Esercizio breve a — Tra le righe che seguono il testo, ricopia esattamente quelle che vanno dalla riga con "the mountain snow" alla riga con "x=195 y=339", estremi inclusi.

Testo fornito —
Ma ecco il ricordo di Calogero Pullara nella ricerca di Pasquale Cucchiara. “Nato a Favara il 24/10/1903, Calogero Pullara, come si legge nella scheda della Prefettura di Girgenti, “sin da giovanotto, si è mostrato sempre avverso alle istituzioni dello Stato”. Inoltre, frequentò i comunisti della rete antifascista agrigentina come Domenico Cuffaro e Cesare Sessa facendosi notare in tutte le manifestazioni ostili al regime con profitto perché “molto intelligente e dai modi persuasivi” .
Nel dicembre del 1926 venne prima denunziato e poi ammonito dalla Commissione provinciale come persona pericolosa per l’ordine nazionale. Il suo fascicolo fu inviato al ministro degli Interni. L’anno seguente venne arresto e poi rilasciato. Nel luglio del 1928 si trasferì a Campobello di Licata per lavoro facendo perdere le sue tracce alla prefettura di Agrigento. Venne ritrovato nel 1930 ad Agrigento e condannato ad una pena di reclusione di 10 mesi e 6 giorni per contravvenzione all’ammonizione. Espiata la pena, ritornò a Favara per scontare la vigilanza accessoria speciale dalla durata di 4 anni. Nel 1932 chiese e ottenne il trasferimento a Roma presso la sua famiglia. La sua attività antifascista non si eclissò con il trasferimento a Roma; anzi, al contrario, divenne più incisiva.
Non a caso, in una riserva della questura di Roma del 6 aprile del 1932 si legge che Calogero è stato “inserito nelle persone pericolose da arrestare in determinate circostanze (categoria 2ª) e che l’anno successivo viene ritenuto capace di prendere parte ad azioni delittuose collettive (categoria 3ª)”. Il 30/10/1933 convolò a nozze. La data è riportata nel suo fascicolo personale conservato presso l’ufficio anagrafe del comune di Favara.

Esercizio breve b — Riscrivi il passo del testo su Calogero Pullara da "Nel dicembre del" a "divenne più incisiva.", mettendo "Sciacca" al posto di "Campobello di Licata".

Dati dell'esercizio —
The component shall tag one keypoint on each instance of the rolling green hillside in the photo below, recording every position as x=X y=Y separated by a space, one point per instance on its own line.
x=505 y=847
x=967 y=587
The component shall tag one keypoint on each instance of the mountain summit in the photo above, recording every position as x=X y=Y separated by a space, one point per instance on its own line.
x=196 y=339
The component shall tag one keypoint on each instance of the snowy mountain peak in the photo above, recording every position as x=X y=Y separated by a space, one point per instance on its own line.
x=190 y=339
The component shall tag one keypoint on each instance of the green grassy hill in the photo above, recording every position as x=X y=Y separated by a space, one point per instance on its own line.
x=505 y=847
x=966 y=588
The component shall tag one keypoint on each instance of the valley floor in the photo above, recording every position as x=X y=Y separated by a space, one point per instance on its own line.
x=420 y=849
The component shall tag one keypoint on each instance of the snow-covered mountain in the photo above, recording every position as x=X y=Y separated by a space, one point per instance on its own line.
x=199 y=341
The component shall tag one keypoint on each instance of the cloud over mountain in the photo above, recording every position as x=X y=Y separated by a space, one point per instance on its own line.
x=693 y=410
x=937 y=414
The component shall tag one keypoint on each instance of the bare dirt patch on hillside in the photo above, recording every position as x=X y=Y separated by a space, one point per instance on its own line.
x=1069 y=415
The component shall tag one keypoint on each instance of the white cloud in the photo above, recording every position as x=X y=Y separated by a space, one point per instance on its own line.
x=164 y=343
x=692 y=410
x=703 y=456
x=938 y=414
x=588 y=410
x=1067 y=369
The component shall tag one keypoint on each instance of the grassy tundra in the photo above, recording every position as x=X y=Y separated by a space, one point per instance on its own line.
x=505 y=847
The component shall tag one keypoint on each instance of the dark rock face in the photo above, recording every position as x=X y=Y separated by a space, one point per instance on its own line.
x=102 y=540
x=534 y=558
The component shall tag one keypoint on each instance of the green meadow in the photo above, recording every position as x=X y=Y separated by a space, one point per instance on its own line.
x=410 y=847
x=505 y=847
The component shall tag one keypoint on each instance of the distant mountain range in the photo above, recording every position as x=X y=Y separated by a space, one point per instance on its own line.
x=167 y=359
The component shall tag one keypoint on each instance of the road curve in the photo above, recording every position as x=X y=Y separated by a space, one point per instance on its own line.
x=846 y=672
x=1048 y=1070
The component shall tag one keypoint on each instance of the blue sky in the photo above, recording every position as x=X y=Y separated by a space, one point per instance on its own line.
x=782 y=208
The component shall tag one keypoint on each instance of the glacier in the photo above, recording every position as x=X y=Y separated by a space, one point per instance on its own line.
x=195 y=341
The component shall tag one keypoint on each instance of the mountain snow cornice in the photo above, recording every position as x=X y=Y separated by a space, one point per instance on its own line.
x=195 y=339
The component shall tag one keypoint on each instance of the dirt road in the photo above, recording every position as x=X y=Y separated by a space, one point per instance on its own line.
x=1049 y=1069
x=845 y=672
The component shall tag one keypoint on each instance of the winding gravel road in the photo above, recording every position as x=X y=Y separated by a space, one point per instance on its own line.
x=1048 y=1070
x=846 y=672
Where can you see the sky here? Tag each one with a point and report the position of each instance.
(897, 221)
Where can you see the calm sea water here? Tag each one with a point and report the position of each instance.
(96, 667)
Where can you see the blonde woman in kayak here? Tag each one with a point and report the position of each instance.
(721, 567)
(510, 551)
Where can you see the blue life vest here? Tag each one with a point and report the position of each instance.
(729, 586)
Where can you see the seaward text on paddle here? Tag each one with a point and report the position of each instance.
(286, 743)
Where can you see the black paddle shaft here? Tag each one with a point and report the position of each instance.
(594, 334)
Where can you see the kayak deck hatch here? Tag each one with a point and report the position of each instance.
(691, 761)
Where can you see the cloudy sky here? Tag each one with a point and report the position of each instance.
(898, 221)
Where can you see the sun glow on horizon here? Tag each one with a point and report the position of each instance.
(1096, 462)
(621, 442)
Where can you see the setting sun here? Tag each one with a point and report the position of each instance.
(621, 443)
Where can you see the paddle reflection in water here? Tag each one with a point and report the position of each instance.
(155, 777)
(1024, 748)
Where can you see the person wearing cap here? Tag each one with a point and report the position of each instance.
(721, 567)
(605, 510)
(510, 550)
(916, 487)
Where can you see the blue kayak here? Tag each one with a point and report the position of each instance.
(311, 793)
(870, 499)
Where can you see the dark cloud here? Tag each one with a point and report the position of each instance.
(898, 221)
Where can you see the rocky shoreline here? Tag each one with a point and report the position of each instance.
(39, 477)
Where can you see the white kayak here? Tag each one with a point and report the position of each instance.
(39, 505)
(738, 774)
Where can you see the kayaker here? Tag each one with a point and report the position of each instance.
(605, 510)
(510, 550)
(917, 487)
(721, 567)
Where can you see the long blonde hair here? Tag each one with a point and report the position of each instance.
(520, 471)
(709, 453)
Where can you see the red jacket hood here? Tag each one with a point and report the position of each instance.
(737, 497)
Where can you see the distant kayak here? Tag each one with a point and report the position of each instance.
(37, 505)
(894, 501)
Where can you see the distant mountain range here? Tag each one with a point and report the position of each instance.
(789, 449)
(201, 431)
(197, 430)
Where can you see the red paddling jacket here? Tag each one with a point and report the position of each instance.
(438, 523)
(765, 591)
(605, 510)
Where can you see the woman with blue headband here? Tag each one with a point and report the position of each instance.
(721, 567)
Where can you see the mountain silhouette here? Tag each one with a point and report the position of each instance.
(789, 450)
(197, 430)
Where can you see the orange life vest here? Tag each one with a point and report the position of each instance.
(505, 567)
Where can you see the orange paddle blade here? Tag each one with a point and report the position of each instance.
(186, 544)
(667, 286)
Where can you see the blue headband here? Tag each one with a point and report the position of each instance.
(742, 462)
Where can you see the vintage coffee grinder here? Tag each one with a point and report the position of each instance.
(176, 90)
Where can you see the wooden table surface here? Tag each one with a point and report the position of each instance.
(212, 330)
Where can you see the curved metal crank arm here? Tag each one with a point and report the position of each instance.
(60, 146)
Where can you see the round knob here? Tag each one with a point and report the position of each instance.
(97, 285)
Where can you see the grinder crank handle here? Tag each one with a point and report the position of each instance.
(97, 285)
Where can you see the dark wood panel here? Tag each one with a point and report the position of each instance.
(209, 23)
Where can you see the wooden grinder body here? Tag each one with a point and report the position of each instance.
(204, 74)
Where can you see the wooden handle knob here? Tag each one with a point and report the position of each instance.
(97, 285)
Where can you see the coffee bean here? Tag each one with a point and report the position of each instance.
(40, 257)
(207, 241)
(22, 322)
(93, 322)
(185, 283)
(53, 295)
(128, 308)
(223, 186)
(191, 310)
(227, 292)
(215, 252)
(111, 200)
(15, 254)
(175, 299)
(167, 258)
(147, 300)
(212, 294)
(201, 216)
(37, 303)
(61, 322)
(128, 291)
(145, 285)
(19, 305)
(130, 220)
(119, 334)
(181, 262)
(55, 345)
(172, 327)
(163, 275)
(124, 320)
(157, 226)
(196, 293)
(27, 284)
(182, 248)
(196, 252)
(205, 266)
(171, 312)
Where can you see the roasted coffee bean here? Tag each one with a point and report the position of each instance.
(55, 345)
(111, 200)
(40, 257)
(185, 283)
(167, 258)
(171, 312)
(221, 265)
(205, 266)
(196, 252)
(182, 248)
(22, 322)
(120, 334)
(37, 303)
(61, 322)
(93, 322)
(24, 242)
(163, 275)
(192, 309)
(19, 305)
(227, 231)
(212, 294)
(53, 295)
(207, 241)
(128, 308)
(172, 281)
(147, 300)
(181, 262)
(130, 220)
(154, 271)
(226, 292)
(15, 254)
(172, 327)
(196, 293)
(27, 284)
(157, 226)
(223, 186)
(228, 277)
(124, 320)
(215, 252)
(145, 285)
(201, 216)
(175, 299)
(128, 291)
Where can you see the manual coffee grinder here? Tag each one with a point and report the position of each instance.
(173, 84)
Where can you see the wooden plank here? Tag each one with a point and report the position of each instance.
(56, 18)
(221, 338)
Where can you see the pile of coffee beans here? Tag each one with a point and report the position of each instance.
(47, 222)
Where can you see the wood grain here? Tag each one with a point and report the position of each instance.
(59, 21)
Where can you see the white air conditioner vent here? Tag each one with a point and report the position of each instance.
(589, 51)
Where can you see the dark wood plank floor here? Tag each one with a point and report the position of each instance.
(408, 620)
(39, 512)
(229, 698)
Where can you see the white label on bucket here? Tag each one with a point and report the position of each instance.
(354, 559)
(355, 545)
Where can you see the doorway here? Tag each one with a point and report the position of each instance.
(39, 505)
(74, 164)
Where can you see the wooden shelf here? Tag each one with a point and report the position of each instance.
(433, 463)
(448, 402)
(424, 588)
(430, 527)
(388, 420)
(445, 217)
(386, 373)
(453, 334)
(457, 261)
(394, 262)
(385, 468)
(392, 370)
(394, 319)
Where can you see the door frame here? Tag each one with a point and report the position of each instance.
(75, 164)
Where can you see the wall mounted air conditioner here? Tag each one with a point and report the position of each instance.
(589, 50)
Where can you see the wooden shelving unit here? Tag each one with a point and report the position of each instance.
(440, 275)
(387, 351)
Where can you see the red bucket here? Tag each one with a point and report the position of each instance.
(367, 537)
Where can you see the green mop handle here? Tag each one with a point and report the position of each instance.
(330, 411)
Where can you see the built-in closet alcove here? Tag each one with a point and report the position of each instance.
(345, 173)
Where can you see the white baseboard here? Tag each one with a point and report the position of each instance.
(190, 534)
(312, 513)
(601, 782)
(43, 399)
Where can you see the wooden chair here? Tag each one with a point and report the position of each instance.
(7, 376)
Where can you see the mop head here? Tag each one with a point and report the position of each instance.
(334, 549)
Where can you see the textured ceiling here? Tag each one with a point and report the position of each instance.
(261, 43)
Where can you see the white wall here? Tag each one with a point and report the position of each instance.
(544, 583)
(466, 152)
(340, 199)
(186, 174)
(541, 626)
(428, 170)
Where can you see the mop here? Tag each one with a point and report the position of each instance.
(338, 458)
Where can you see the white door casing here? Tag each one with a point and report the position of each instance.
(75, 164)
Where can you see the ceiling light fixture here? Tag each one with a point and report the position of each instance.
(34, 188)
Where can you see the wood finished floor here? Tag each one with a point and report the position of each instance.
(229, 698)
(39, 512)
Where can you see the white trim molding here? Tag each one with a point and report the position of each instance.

Risposta completa a —
The component shall tag one keypoint on each instance of the mountain snow cornice in the photo above, recording every position as x=X y=Y separated by a space, one point per instance on its own line.
x=195 y=339

Risposta completa b —
Nel dicembre del 1926 venne prima denunziato e poi ammonito dalla Commissione provinciale come persona pericolosa per l’ordine nazionale. Il suo fascicolo fu inviato al ministro degli Interni. L’anno seguente venne arresto e poi rilasciato. Nel luglio del 1928 si trasferì a Sciacca per lavoro facendo perdere le sue tracce alla prefettura di Agrigento. Venne ritrovato nel 1930 ad Agrigento e condannato ad una pena di reclusione di 10 mesi e 6 giorni per contravvenzione all’ammonizione. Espiata la pena, ritornò a Favara per scontare la vigilanza accessoria speciale dalla durata di 4 anni. Nel 1932 chiese e ottenne il trasferimento a Roma presso la sua famiglia. La sua attività antifascista non si eclissò con il trasferimento a Roma; anzi, al contrario, divenne più incisiva.